• **Written task**: Update the records below by replacing "dot" with "marker" and leaving everything else unchanged. Leave the pictures out of your answer.

• **Data listing**:
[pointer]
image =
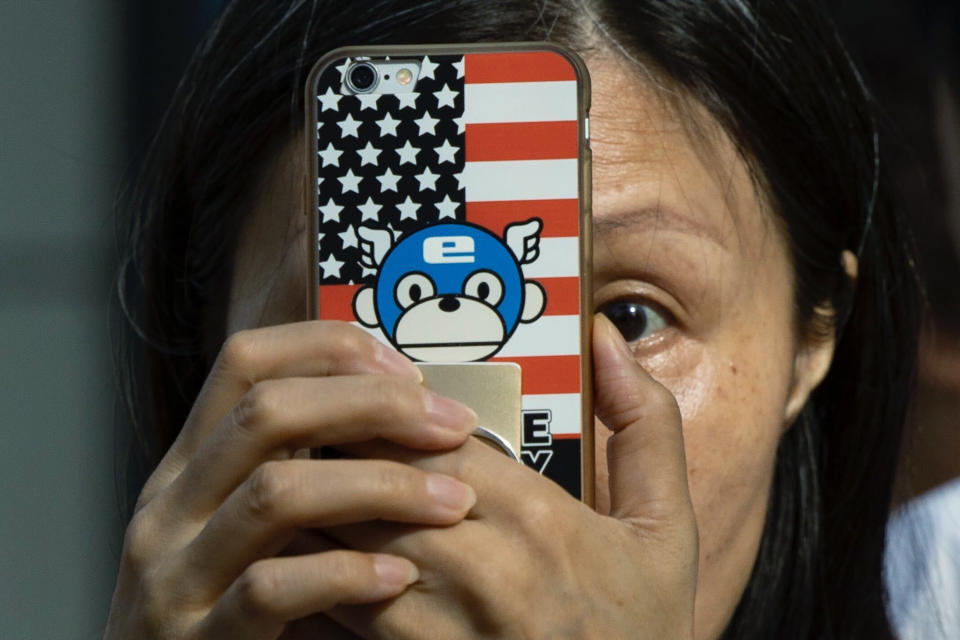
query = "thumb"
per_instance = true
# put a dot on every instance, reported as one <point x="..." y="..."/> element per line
<point x="645" y="455"/>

• **Solution to the exercise**:
[pointer]
image =
query = "thumb"
per_instance = true
# put a marker on every instance, reported as one <point x="..." y="..."/> element per line
<point x="645" y="455"/>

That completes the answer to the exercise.